▶ [Directions for this task] Transcribe exactly everything in the data below from the line containing "Objective: locate each instance of the shower enclosure" down to the line containing "Objective: locate each instance of the chrome", both lines included and nothing further.

▶ [Data extracts]
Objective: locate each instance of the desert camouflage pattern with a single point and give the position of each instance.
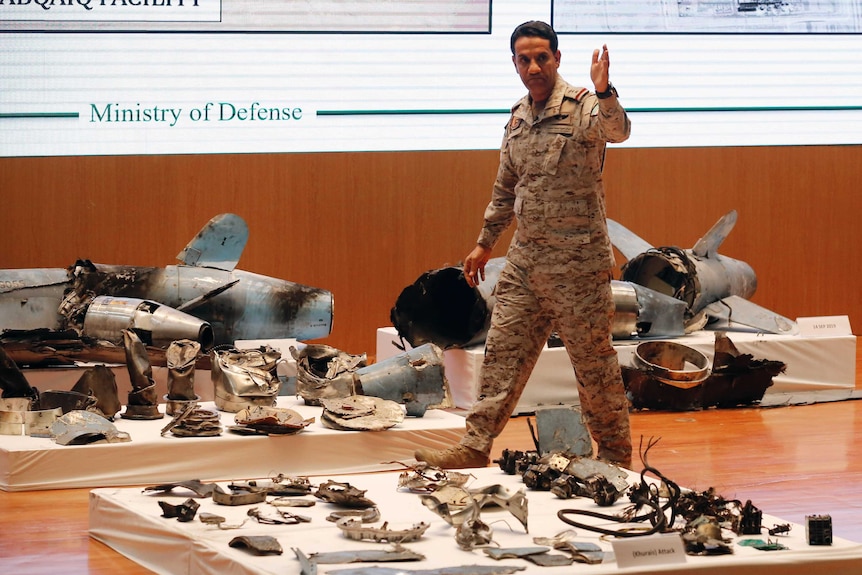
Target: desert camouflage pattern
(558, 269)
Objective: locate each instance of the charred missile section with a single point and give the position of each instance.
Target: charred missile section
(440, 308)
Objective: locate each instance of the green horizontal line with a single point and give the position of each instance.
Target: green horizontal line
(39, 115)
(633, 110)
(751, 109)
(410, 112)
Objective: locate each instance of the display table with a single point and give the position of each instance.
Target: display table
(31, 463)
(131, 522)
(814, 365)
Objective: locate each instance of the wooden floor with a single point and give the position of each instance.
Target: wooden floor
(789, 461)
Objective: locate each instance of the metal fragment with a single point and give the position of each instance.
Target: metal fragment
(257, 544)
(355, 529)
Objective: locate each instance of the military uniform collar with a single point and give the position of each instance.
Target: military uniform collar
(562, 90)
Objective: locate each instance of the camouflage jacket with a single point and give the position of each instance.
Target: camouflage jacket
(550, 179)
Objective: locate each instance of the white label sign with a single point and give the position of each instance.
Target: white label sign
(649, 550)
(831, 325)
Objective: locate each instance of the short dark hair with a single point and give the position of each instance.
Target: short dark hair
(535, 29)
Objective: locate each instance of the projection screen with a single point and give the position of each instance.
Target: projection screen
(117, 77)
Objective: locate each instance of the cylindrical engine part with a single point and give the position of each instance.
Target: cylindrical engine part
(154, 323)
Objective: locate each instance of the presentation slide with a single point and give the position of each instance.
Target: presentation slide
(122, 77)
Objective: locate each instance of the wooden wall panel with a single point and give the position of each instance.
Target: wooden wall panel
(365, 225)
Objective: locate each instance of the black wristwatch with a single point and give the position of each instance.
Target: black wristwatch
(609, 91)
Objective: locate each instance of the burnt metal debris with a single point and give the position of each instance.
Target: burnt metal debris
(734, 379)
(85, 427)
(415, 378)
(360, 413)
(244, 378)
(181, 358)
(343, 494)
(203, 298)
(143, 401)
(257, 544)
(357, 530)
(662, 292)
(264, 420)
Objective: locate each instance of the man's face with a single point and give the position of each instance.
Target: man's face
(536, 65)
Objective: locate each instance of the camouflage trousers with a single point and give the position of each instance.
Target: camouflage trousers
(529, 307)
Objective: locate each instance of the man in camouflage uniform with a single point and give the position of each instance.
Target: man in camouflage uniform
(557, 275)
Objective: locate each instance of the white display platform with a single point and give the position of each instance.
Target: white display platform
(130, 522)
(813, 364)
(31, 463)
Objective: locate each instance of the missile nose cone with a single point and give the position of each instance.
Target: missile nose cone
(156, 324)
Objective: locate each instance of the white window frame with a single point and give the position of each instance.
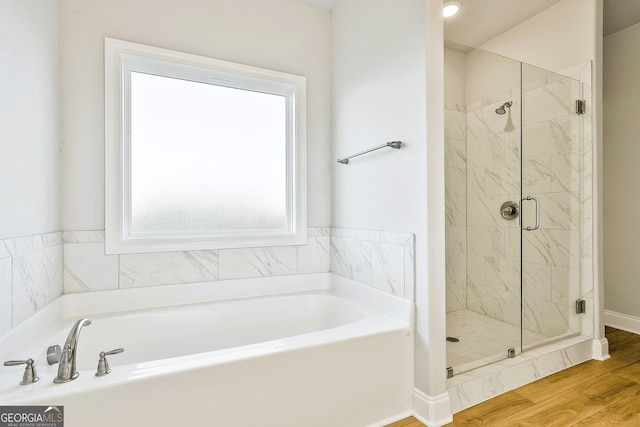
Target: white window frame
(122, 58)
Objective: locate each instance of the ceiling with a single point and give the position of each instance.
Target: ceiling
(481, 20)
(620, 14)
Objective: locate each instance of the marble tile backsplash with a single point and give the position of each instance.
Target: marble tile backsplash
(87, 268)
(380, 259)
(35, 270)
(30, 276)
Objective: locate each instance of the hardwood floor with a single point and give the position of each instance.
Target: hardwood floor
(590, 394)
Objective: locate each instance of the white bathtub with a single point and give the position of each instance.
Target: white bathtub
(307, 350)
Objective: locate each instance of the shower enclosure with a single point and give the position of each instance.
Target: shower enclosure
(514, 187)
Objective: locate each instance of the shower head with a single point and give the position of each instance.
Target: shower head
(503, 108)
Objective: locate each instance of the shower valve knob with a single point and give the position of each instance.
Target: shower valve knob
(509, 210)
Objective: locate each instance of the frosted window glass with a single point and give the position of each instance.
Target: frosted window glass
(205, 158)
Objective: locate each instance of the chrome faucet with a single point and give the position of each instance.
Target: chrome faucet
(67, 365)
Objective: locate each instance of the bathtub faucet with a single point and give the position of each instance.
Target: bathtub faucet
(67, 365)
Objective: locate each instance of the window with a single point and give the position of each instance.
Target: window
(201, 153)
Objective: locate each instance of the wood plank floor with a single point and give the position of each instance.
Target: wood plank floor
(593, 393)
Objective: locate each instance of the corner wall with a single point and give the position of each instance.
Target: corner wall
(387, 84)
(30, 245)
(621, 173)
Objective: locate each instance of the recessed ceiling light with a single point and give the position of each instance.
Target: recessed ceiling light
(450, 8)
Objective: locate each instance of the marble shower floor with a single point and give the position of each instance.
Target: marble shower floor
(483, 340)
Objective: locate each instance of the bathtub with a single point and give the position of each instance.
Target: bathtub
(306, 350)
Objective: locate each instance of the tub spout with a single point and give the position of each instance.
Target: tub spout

==

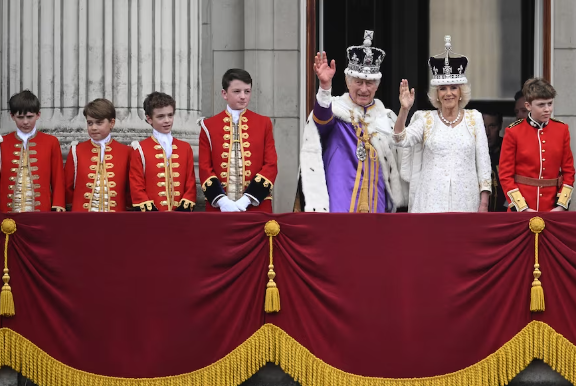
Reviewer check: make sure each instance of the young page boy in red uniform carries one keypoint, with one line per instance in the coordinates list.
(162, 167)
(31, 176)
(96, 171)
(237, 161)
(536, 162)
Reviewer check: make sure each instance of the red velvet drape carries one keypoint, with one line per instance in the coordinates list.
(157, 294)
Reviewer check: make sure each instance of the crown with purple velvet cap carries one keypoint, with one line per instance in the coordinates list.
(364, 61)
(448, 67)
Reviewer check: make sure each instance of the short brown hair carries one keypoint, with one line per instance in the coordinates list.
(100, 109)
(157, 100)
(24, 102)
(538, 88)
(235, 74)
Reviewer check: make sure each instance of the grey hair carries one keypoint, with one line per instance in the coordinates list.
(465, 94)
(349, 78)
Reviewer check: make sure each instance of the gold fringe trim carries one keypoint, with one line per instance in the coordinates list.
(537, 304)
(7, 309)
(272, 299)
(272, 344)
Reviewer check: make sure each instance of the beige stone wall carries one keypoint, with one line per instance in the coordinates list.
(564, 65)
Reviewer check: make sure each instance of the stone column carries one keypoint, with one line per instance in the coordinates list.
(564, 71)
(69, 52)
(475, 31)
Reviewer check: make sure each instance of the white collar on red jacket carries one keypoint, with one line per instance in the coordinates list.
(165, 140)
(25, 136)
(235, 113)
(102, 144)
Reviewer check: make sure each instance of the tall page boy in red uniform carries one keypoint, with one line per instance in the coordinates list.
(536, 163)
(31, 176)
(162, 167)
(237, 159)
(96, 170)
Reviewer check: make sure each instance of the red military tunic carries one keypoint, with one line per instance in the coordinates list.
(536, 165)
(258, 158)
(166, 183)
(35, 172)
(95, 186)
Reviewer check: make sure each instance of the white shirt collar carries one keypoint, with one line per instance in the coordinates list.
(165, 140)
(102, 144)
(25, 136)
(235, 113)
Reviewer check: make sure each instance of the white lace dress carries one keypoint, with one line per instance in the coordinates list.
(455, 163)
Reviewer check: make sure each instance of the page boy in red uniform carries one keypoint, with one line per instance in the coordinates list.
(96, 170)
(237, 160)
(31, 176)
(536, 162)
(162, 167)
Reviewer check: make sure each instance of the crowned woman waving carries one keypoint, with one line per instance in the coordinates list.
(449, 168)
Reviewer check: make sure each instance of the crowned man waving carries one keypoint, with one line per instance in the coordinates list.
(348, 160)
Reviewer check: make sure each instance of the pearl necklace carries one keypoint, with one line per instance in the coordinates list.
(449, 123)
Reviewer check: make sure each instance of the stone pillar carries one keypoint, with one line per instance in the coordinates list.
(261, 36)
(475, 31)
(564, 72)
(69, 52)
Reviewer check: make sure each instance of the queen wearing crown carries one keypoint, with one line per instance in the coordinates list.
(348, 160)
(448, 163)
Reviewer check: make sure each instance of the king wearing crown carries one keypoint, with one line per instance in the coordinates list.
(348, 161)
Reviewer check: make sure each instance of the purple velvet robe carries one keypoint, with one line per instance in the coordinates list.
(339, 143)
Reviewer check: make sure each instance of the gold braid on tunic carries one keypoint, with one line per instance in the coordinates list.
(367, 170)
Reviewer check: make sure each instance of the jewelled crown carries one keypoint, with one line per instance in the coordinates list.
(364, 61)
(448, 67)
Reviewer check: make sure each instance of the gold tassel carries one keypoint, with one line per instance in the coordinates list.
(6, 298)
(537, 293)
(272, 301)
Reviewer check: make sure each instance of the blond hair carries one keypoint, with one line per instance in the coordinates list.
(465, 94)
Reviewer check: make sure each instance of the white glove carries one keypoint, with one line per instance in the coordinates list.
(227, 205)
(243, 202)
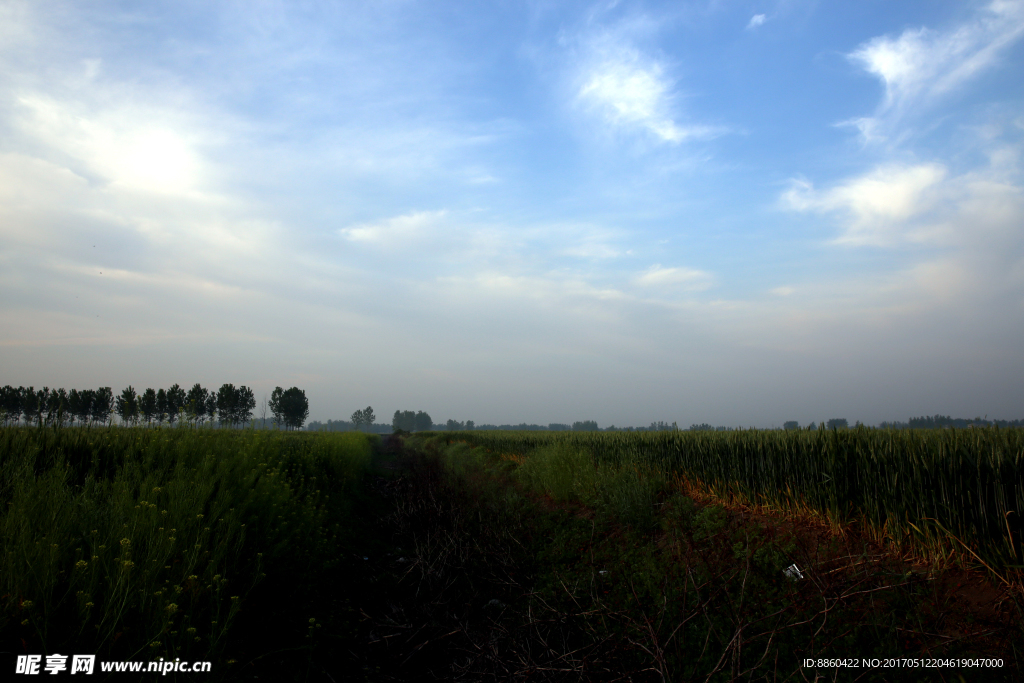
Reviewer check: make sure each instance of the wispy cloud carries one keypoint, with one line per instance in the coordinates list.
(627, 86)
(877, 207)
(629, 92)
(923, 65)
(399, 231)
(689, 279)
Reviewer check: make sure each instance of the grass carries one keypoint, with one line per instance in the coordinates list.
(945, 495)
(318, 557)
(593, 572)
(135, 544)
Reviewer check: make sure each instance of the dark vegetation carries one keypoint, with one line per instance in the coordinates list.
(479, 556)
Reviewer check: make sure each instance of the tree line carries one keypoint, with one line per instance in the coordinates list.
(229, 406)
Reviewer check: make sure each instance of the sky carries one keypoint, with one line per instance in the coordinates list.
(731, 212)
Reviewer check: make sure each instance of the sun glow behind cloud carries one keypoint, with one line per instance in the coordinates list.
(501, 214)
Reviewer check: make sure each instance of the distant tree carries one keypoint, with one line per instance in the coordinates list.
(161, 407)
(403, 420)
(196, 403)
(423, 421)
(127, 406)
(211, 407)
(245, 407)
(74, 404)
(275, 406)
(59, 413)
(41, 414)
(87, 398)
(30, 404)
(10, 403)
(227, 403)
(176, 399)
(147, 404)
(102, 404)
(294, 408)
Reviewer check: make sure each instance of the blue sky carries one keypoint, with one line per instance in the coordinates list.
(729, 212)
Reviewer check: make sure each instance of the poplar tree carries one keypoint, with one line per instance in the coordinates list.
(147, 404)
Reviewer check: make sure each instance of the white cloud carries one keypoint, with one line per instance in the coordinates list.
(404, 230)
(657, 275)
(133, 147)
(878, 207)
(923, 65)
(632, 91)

...

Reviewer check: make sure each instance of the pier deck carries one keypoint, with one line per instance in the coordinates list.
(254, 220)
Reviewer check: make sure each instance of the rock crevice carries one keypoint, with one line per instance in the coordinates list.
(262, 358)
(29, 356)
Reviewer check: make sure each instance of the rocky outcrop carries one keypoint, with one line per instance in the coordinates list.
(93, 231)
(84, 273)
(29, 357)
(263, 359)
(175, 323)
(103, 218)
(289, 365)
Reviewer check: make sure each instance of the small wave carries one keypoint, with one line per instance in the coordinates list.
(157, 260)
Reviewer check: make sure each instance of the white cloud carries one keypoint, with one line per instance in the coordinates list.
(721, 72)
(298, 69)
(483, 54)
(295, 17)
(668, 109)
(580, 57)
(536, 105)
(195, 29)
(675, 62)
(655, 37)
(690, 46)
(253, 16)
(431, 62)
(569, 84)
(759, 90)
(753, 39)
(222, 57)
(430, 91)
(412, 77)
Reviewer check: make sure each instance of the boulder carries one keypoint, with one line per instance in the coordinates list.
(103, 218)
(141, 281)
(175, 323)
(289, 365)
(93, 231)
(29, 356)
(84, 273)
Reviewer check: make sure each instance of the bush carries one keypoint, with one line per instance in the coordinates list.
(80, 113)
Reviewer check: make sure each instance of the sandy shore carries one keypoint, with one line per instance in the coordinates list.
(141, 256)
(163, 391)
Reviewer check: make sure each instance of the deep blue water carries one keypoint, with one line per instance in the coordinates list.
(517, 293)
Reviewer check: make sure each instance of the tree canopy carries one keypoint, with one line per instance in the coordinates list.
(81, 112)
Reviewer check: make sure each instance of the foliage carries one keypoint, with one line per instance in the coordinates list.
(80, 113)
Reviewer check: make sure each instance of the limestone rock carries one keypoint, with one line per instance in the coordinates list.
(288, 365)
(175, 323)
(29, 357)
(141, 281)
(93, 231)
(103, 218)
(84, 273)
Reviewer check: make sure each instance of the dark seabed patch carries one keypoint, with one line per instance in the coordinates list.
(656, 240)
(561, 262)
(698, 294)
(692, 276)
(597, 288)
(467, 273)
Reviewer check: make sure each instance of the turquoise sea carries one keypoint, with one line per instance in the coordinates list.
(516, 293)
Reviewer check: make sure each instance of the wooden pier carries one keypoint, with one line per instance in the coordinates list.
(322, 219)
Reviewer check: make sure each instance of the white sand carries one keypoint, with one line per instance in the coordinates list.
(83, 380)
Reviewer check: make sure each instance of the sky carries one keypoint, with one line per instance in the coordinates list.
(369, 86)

▶ [Result of the exercise]
Objective: locate each instance of the shower enclosure with a single point and give the position of each instance.
Target: shower enclosure
(514, 187)
Objective: locate each instance of the shower head with a single point and give the position of each instance.
Target: shower head
(503, 108)
Objective: locate each instance of the shower valve knob with a single point and give the position of each instance.
Target: shower valve knob
(509, 210)
Objective: locate each instance of the frosted window glass with a single point and give the position of each instance.
Target: frosted window glass
(205, 158)
Objective: locate each instance of the chrome faucet with a single point and give the position of each instance.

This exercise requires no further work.